**DESCRIPTION OF THE TASK:**
Turn the lines of the listing, starting at the line that contains "for the main" and ending at the line that contains "0, 0, 859, 821", into a Markdown table with the columns Row and Line. Include both end lines, number each row, and leave out any blank lines.

**LISTED ENTRIES:**
** BEGIN **

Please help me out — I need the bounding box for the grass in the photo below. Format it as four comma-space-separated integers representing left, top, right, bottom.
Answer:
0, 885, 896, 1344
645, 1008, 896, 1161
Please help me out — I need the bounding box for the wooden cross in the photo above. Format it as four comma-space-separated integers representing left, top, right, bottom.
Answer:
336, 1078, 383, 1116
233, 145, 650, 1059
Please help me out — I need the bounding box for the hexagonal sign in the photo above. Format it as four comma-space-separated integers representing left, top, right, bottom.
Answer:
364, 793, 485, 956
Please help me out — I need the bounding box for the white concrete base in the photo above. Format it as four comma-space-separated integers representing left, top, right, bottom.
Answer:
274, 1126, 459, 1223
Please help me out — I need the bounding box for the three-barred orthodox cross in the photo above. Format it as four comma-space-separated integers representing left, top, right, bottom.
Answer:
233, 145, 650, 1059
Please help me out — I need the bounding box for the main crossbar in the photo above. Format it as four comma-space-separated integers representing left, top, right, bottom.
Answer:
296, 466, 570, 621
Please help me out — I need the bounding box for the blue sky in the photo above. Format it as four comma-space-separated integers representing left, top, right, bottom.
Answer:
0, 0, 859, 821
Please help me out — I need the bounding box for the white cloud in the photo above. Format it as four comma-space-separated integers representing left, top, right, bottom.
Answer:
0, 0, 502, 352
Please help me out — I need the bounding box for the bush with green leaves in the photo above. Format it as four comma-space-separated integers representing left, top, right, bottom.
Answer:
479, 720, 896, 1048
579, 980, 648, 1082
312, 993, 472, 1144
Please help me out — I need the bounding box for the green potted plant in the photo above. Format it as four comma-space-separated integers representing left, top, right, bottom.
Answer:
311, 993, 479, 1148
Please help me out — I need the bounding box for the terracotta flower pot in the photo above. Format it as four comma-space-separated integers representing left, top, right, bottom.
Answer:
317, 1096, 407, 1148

** END **

**ANSWER BELOW:**
| Row | Line |
|---|---|
| 1 | Please help me out — I need the bounding box for the main crossbar in the photo above. Format it as four comma-space-separated integers representing left, top, right, bottom. |
| 2 | Answer: |
| 3 | 296, 466, 570, 621 |
| 4 | Please help me out — I need the bounding box for the blue sky in the photo above. Format it as four comma-space-separated integers representing left, top, right, bottom. |
| 5 | Answer: |
| 6 | 0, 0, 859, 821 |